What to work on:
Copy out the records below word for word, from the line containing "shoulder in the photo above." through the end of the records, and leave out any pictures.

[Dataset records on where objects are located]
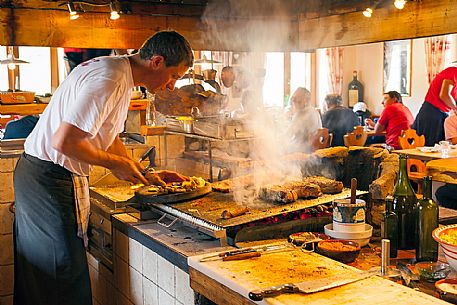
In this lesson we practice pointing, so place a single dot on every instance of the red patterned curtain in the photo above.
(335, 65)
(435, 49)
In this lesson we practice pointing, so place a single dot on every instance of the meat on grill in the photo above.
(328, 186)
(289, 192)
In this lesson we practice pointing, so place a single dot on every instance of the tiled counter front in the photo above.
(7, 165)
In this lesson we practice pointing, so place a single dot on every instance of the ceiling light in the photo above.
(71, 9)
(114, 11)
(11, 61)
(368, 12)
(400, 4)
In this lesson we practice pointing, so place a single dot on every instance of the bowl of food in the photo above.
(447, 290)
(446, 236)
(432, 271)
(344, 251)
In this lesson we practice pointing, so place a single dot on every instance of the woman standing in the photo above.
(440, 99)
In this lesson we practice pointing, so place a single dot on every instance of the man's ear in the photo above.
(156, 61)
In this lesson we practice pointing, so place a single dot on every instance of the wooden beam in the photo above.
(34, 27)
(417, 19)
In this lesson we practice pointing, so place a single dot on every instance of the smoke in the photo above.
(238, 26)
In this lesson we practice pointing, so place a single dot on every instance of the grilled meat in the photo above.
(328, 186)
(277, 193)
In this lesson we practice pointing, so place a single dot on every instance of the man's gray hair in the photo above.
(174, 48)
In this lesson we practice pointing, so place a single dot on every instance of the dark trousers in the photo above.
(447, 196)
(430, 123)
(50, 260)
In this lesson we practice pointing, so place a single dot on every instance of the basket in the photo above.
(21, 97)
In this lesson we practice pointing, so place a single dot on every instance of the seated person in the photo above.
(447, 194)
(362, 112)
(20, 129)
(395, 118)
(339, 120)
(305, 120)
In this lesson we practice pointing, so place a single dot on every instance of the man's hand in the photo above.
(165, 177)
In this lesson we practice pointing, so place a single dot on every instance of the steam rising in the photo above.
(235, 24)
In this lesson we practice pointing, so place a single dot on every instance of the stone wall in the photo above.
(140, 277)
(7, 166)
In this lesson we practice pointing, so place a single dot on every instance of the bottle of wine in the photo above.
(389, 227)
(405, 206)
(427, 221)
(355, 89)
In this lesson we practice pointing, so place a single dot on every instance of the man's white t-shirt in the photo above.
(95, 98)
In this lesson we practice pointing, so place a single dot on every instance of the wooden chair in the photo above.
(416, 169)
(356, 138)
(321, 139)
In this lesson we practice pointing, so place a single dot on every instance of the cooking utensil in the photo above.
(353, 190)
(306, 286)
(244, 253)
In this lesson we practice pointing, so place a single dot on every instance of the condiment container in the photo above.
(348, 217)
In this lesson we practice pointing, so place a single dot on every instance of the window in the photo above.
(273, 87)
(35, 76)
(300, 71)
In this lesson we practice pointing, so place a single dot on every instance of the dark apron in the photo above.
(50, 260)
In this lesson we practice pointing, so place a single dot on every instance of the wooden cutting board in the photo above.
(230, 282)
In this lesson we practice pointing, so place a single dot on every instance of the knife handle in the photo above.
(241, 256)
(258, 295)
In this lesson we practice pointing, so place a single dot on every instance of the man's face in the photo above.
(163, 77)
(387, 100)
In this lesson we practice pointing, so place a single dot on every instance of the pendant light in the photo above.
(11, 61)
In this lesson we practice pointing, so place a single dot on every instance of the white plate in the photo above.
(428, 149)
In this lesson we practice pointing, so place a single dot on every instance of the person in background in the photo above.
(362, 112)
(447, 194)
(305, 120)
(78, 129)
(395, 118)
(440, 99)
(339, 120)
(20, 129)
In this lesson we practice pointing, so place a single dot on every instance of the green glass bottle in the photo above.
(405, 206)
(389, 227)
(427, 221)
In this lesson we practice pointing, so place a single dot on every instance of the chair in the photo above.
(409, 139)
(321, 139)
(356, 138)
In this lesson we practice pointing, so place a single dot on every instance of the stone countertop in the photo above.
(174, 244)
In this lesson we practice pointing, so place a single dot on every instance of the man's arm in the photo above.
(74, 143)
(445, 93)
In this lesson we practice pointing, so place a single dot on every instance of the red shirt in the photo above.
(395, 118)
(433, 93)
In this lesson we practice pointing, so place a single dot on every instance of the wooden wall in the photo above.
(32, 26)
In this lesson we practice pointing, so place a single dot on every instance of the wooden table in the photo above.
(443, 170)
(414, 153)
(230, 282)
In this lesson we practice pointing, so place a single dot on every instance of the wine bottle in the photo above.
(405, 206)
(389, 227)
(355, 89)
(427, 221)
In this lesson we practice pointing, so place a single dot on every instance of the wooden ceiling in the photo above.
(268, 25)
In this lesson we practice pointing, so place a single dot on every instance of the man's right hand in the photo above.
(129, 170)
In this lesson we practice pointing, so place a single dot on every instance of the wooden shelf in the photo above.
(35, 108)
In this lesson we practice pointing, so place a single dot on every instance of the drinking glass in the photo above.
(445, 147)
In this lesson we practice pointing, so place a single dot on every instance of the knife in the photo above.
(306, 286)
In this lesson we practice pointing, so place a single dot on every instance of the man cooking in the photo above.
(80, 128)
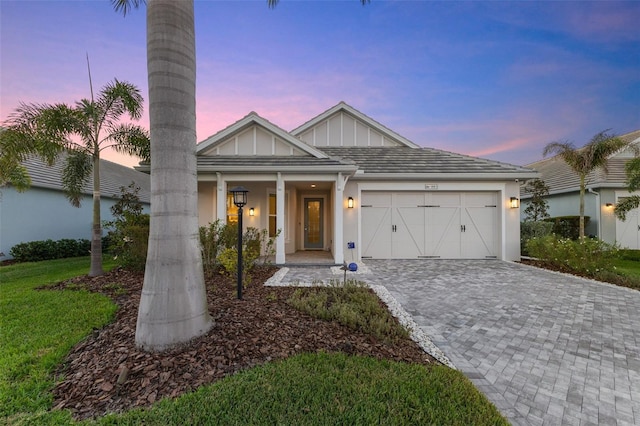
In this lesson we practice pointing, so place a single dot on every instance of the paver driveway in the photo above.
(546, 348)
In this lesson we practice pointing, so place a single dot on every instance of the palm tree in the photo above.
(584, 160)
(81, 131)
(173, 306)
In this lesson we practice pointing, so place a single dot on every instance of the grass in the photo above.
(352, 305)
(326, 389)
(39, 327)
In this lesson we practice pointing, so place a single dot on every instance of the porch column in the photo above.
(338, 220)
(221, 198)
(280, 249)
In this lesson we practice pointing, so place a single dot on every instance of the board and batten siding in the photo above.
(344, 130)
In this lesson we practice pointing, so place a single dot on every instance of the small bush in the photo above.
(352, 305)
(129, 231)
(587, 257)
(219, 244)
(35, 251)
(531, 229)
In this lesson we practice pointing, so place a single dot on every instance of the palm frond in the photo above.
(132, 140)
(125, 6)
(75, 175)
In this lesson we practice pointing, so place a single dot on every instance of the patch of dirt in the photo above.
(107, 373)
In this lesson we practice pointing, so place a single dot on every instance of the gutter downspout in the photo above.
(598, 214)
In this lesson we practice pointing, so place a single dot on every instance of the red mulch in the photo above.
(107, 373)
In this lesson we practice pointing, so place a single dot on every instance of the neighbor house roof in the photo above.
(112, 177)
(561, 178)
(403, 162)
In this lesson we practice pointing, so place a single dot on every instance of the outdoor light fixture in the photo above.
(240, 200)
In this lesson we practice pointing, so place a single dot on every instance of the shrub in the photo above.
(531, 229)
(219, 244)
(129, 230)
(35, 251)
(353, 305)
(567, 226)
(588, 256)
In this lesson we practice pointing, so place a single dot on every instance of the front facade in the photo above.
(604, 190)
(345, 184)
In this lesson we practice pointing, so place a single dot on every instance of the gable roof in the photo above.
(406, 162)
(561, 178)
(112, 177)
(345, 108)
(253, 119)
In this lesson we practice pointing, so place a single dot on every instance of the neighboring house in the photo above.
(343, 180)
(43, 212)
(604, 190)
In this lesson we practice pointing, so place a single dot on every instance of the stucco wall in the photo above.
(41, 214)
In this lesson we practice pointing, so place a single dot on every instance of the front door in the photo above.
(313, 224)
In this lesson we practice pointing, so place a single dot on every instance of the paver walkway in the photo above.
(546, 348)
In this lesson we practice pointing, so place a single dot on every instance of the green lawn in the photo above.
(628, 267)
(39, 327)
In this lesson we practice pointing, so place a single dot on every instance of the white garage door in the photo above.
(408, 225)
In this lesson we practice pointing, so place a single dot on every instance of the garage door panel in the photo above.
(409, 238)
(450, 225)
(376, 236)
(480, 232)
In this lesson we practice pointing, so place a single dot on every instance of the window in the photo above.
(232, 210)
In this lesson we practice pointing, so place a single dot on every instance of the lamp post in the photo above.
(240, 200)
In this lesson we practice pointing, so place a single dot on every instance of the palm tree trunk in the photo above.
(96, 227)
(582, 189)
(173, 305)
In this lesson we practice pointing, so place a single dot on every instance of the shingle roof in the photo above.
(112, 177)
(561, 178)
(406, 160)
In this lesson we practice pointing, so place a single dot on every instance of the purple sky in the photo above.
(492, 79)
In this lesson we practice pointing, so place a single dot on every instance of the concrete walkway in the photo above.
(546, 348)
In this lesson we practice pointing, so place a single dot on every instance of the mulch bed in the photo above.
(107, 373)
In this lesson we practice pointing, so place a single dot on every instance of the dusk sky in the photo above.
(497, 80)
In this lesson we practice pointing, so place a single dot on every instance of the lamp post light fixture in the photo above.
(240, 200)
(350, 202)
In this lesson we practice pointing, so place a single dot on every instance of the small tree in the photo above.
(584, 160)
(83, 131)
(538, 205)
(632, 169)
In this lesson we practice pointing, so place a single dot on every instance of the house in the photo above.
(346, 184)
(43, 212)
(604, 190)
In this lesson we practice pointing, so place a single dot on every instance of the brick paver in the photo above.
(546, 348)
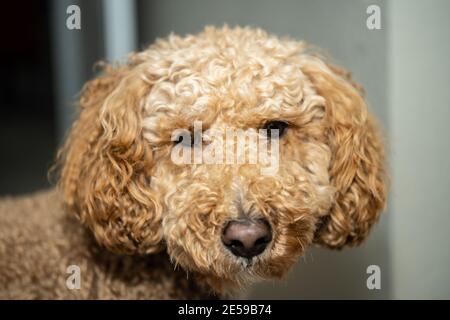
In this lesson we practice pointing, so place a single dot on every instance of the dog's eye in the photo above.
(281, 126)
(187, 139)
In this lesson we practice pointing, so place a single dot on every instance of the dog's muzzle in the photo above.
(247, 238)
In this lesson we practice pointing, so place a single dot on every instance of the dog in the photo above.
(131, 223)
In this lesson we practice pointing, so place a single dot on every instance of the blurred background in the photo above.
(403, 66)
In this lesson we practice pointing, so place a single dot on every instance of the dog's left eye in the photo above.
(281, 126)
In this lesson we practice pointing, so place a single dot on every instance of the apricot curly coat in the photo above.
(161, 223)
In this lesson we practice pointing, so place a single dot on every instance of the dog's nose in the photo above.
(247, 238)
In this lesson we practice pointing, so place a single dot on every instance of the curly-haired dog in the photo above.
(198, 230)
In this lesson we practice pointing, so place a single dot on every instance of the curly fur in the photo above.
(117, 175)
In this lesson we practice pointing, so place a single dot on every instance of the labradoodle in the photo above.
(126, 221)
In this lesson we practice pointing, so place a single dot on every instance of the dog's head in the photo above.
(227, 221)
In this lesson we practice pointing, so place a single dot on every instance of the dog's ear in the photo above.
(105, 165)
(357, 168)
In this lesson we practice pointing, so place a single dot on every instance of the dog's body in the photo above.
(40, 243)
(226, 224)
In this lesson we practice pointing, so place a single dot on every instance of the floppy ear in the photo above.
(357, 169)
(106, 165)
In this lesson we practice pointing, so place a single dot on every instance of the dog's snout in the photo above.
(247, 238)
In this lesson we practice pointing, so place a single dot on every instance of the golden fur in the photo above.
(118, 178)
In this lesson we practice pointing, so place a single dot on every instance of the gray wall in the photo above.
(419, 113)
(339, 27)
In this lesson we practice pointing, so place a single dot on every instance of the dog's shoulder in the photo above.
(46, 253)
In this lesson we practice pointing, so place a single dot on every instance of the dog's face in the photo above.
(226, 220)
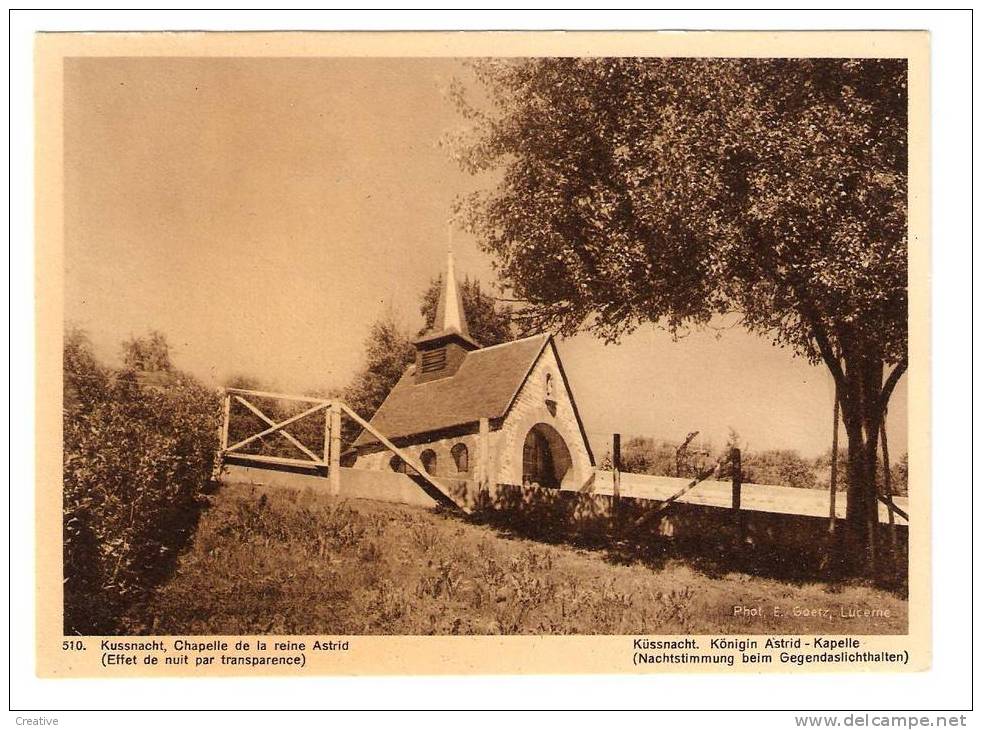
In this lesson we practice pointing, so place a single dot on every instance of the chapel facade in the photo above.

Output of the exercise:
In this lesson we practice pointing, so place a single dot on every instance of the dog's shoulder in the photo above.
(46, 253)
In this lesson we practice pointing, so place a single dot on every instance of the dog's face in the photo above.
(226, 220)
In this lesson we practice pointing, so place a single dot on every instance of the chapel facade in the photo above.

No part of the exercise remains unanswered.